◆ **Available data**:
===============

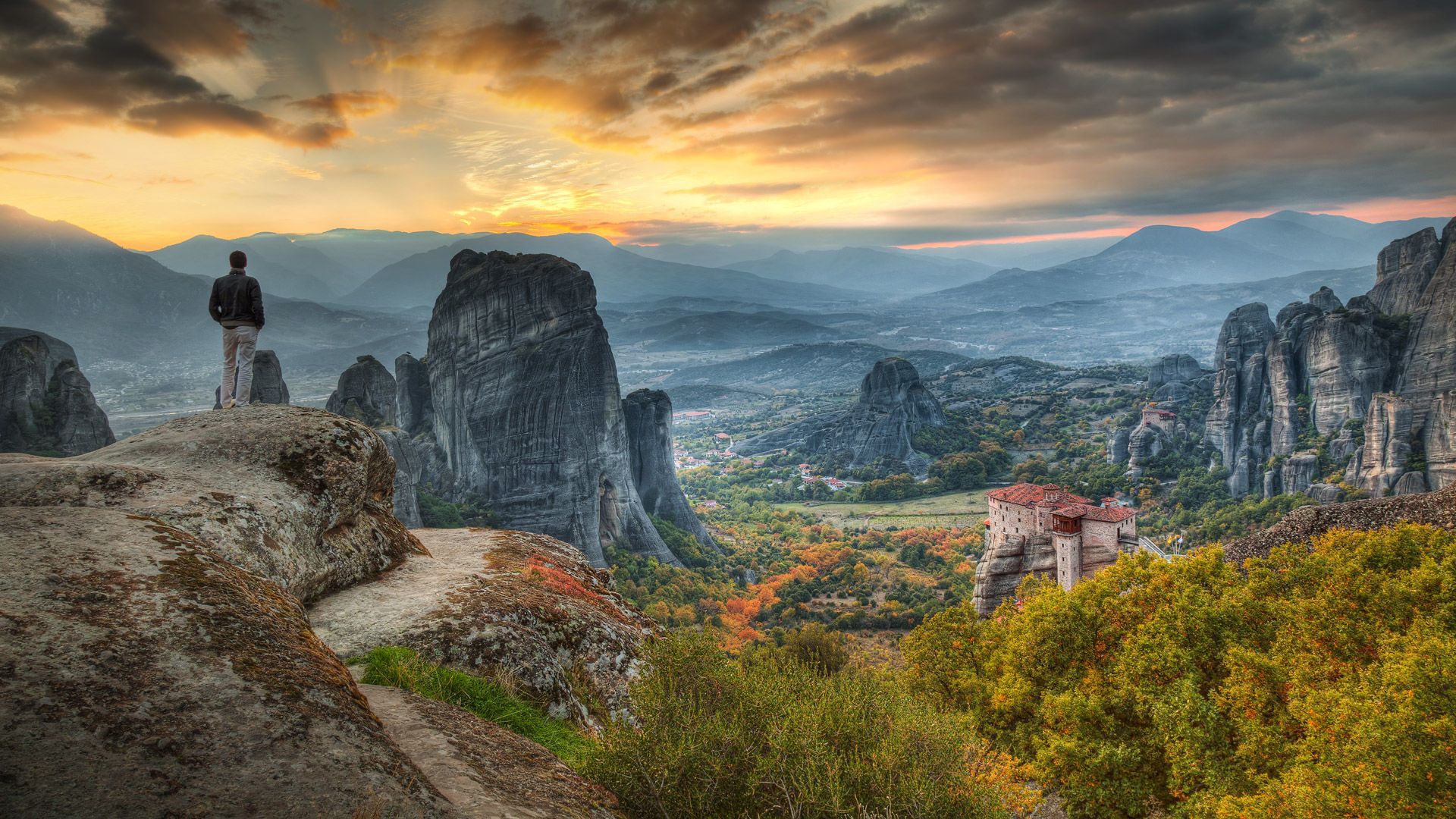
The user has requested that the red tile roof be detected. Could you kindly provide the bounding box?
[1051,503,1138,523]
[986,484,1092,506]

===============

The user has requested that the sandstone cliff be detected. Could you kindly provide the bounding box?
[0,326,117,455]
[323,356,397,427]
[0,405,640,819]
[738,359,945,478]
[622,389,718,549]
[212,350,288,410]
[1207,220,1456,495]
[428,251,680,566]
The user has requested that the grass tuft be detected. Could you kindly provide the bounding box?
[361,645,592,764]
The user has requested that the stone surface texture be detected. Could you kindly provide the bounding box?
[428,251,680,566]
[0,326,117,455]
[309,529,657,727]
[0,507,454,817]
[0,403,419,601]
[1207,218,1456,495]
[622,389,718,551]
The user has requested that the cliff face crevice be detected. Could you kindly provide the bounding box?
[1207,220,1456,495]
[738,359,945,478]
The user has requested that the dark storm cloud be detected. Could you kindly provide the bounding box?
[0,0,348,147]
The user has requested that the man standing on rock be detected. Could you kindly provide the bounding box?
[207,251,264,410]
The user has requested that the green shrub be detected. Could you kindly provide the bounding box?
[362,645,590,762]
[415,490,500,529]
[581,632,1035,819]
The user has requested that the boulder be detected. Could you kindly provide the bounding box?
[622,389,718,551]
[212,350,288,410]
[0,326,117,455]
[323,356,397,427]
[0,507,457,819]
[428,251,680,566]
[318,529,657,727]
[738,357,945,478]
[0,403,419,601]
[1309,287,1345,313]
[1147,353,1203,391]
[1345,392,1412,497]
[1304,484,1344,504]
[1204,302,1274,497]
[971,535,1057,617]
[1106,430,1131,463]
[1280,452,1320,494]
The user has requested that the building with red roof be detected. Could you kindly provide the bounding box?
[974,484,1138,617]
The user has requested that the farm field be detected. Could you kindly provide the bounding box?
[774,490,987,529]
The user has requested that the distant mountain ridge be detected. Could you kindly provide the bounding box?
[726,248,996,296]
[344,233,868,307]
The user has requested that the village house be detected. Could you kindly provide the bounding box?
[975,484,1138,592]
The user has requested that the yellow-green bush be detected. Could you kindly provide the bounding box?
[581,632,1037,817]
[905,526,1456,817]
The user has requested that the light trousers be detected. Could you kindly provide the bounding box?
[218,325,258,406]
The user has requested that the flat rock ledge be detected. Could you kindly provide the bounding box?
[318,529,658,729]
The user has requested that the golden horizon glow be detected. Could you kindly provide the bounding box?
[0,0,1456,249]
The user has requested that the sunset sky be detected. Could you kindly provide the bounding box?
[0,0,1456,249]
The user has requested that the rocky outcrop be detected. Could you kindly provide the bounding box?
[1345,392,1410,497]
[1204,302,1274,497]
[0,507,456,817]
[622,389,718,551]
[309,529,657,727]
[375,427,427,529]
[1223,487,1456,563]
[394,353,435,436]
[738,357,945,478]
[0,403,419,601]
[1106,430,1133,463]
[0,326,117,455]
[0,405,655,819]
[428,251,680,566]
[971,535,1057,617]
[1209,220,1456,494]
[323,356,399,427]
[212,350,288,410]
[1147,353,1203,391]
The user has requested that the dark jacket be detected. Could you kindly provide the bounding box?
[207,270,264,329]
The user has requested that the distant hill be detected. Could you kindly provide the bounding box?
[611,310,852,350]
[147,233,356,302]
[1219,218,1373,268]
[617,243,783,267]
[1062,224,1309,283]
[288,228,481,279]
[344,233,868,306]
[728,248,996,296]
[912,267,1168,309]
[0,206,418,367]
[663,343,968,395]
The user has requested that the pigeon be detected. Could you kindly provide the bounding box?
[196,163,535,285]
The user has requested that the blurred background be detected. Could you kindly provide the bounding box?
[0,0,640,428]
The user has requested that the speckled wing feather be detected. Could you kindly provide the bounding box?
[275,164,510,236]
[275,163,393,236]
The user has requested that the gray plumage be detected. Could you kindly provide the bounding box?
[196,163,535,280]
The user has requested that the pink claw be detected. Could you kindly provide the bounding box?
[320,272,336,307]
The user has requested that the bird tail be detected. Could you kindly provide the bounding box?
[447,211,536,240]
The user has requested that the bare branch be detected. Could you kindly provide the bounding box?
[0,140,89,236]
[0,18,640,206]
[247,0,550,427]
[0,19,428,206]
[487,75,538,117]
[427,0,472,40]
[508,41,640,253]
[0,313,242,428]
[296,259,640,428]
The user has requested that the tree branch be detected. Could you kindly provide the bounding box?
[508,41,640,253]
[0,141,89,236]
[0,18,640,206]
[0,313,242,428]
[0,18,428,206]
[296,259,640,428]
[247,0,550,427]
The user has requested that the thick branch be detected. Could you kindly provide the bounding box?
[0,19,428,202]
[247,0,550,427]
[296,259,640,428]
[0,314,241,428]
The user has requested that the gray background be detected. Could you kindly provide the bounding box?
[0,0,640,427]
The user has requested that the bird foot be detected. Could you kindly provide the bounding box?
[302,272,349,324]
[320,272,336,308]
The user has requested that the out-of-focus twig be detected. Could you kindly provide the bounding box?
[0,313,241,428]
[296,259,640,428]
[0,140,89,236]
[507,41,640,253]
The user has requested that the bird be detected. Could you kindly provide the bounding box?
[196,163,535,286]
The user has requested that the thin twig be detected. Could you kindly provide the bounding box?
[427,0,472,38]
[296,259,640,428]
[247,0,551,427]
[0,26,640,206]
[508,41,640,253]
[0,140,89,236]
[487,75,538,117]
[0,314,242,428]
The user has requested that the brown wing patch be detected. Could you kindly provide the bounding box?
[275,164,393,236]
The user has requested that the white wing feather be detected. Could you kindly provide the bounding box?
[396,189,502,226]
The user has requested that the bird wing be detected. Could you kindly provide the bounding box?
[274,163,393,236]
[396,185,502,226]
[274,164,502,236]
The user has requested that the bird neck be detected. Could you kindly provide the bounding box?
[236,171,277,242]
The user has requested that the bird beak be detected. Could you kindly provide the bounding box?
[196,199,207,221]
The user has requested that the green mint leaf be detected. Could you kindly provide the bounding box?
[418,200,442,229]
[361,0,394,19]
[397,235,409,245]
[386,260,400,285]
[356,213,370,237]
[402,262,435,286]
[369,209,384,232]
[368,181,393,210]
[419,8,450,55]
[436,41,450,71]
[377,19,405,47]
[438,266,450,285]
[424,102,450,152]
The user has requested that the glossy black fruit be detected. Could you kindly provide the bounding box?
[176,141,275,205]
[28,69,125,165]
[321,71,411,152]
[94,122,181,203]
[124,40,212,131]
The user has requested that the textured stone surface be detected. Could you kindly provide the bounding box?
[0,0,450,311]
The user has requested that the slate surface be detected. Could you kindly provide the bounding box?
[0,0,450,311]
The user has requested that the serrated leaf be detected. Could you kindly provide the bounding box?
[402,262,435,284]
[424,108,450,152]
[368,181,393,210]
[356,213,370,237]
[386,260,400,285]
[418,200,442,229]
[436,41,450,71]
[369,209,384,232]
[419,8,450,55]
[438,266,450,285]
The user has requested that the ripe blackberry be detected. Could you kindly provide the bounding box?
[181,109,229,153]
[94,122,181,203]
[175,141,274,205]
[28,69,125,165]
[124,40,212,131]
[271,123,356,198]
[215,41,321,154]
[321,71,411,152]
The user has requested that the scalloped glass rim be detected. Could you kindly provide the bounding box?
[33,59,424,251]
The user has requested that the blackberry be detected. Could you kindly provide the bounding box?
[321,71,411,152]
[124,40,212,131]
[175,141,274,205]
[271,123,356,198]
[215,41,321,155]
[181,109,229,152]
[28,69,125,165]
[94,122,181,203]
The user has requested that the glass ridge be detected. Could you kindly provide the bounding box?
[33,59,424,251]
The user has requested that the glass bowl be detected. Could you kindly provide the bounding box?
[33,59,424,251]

===============

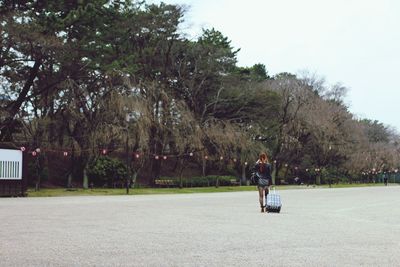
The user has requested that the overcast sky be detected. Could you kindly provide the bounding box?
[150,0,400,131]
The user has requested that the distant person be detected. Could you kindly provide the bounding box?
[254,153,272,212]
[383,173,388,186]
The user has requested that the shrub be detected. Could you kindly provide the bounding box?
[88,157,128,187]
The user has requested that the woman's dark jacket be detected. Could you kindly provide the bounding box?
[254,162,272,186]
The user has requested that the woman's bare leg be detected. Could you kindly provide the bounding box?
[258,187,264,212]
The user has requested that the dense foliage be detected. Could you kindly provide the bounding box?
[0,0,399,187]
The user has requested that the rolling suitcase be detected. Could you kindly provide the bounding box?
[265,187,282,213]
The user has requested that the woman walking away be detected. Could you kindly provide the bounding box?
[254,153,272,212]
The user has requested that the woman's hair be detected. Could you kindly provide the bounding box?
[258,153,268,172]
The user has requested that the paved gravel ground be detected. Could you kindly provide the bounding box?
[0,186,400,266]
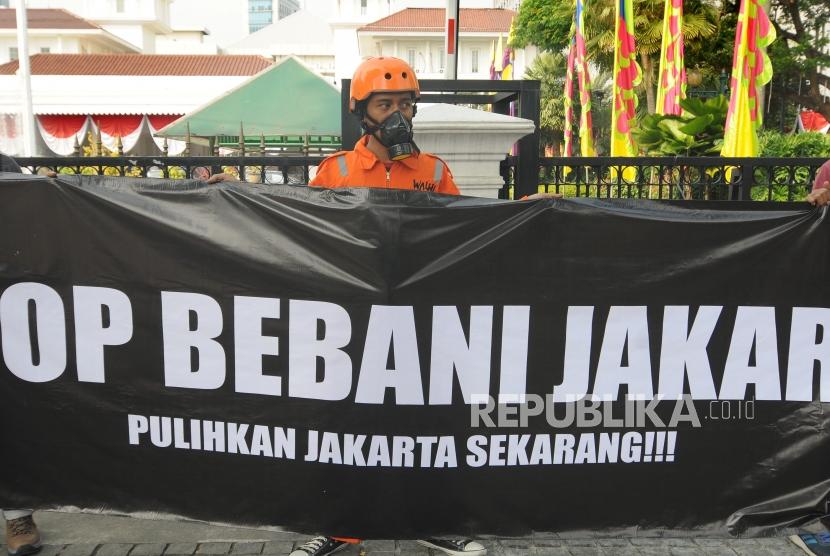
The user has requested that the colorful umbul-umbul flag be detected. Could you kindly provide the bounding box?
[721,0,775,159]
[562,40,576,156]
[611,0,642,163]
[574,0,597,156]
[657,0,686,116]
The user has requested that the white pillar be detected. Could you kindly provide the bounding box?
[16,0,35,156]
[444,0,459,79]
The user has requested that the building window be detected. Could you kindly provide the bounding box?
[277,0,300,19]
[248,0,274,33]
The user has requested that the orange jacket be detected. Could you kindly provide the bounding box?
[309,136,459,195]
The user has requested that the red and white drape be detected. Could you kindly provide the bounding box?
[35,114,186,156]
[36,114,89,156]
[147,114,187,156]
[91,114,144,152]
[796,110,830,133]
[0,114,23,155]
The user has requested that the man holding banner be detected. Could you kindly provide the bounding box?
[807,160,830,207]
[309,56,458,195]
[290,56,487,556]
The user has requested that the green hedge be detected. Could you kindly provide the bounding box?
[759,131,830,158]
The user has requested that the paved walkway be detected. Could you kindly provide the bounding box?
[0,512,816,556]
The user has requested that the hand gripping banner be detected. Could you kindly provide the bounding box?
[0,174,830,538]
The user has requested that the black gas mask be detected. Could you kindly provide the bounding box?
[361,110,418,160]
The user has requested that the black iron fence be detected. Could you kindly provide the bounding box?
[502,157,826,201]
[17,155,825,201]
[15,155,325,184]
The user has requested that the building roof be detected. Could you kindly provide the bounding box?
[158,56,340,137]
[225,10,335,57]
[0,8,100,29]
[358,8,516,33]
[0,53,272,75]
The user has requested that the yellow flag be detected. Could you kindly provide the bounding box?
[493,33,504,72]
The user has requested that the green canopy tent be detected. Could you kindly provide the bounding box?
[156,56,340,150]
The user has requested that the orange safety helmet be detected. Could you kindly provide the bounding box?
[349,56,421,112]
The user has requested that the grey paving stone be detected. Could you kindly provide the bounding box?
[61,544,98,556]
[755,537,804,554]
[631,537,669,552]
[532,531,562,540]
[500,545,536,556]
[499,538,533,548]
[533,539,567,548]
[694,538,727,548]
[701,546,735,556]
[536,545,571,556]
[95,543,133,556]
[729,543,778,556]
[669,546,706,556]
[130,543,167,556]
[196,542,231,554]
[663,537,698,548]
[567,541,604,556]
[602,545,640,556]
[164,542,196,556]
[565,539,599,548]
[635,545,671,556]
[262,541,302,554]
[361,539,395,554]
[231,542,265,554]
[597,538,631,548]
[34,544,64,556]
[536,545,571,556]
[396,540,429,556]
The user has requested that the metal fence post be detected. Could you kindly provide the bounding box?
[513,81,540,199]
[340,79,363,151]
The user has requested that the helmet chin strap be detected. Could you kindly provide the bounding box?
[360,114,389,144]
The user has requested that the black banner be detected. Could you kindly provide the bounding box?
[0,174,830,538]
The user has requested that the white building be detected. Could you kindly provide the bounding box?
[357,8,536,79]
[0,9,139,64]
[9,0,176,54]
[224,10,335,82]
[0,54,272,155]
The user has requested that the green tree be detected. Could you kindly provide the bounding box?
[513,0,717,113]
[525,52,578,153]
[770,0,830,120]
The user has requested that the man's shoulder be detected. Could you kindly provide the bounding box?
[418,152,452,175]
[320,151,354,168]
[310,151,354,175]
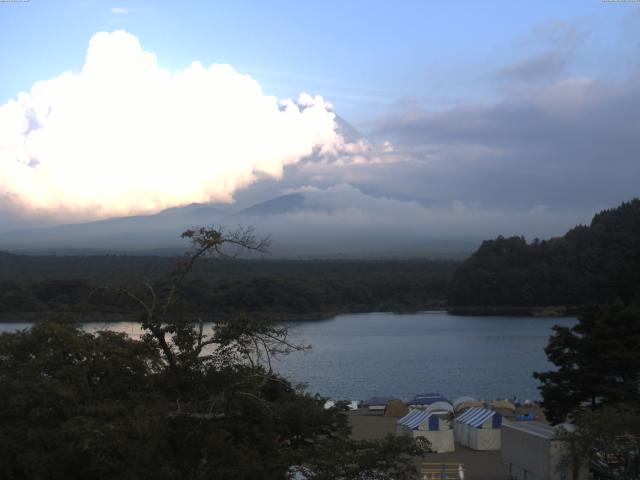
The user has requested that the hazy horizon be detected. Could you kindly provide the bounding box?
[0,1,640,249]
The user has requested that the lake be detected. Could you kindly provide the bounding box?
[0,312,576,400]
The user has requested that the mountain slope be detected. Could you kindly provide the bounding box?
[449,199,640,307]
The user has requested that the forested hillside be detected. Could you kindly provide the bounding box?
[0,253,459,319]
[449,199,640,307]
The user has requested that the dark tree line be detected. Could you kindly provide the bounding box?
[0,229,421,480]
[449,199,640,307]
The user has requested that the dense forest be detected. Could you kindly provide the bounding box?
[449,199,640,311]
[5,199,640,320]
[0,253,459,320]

===============

Starting at the line that contains "The user has requested that the gray background" and ending after the line that contains "[320,272,336,308]", put those lines into a Markdown table with the columns Row and Line. Number each row, and leave out any blank lines.

◆ **The response**:
| Row | Line |
|---|---|
| 1 | The user has requested that the gray background be detected. Could you kindly provide the bounding box? |
| 2 | [0,0,640,427] |
| 3 | The user has requested that the bird foot be detected. Could you kindly provide the bounding box? |
| 4 | [302,272,349,324] |
| 5 | [320,272,336,308] |